- _INSTRUCTIONS FOR THE TASK_: Include in the output the line containing "feather in the photo above." and each subsequent line of the records, through the end, transcribed exactly. Add nothing else.

- _GIVEN RECORDS_:
══════
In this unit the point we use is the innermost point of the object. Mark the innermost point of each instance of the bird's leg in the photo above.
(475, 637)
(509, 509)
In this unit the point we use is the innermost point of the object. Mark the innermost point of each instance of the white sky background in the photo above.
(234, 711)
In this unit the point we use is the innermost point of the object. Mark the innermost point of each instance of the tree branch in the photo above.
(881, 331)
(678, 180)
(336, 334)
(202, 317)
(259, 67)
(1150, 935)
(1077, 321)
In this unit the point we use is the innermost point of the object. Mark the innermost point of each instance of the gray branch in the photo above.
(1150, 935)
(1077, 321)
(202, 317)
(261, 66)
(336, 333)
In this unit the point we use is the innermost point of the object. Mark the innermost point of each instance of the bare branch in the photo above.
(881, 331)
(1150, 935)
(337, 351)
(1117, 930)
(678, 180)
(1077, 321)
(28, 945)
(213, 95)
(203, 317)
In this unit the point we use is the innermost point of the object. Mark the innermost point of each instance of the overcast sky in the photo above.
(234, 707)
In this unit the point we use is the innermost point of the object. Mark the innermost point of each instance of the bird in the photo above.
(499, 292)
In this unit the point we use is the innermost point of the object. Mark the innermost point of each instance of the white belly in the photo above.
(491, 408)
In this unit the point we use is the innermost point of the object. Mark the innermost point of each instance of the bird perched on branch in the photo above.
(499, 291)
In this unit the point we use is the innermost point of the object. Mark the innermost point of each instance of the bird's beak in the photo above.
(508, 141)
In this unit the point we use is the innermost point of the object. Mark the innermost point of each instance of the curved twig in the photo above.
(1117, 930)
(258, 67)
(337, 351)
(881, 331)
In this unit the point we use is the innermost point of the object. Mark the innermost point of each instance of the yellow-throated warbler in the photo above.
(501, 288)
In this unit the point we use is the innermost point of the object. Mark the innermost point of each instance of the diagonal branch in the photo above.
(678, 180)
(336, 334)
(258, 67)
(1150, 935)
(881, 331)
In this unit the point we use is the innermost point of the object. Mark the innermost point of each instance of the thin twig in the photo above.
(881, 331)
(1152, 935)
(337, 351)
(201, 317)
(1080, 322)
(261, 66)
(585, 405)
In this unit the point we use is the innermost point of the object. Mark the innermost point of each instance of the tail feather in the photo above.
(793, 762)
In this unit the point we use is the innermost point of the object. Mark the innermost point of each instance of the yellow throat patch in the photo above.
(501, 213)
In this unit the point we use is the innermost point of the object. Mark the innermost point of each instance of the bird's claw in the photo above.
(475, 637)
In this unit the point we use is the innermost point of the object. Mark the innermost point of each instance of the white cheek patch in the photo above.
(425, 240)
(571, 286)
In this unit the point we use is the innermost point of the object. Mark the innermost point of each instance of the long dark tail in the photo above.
══════
- _COMPLETE RESPONSE_:
In this unit the point we use is the innermost point of the object. Mark the innermost point of each instance of the tail feather in the photo above.
(793, 762)
In this unit the point we use is the innermost point of the object. Mark the innermost point of each instance of the yellow throat patch in the photo above.
(501, 213)
In this unit the point we use is the innermost point of the object. Mark the innermost point of each instance of the bird's claw in the photo above.
(475, 637)
In this unit the point we use is the innermost point of the object. Mark the innermost point of each instance of the white cheek patch in the photo above.
(425, 240)
(571, 286)
In this unit the point we use is the innermost point of the object. Mark the innermost point of each instance of the long dark tail in the photo above.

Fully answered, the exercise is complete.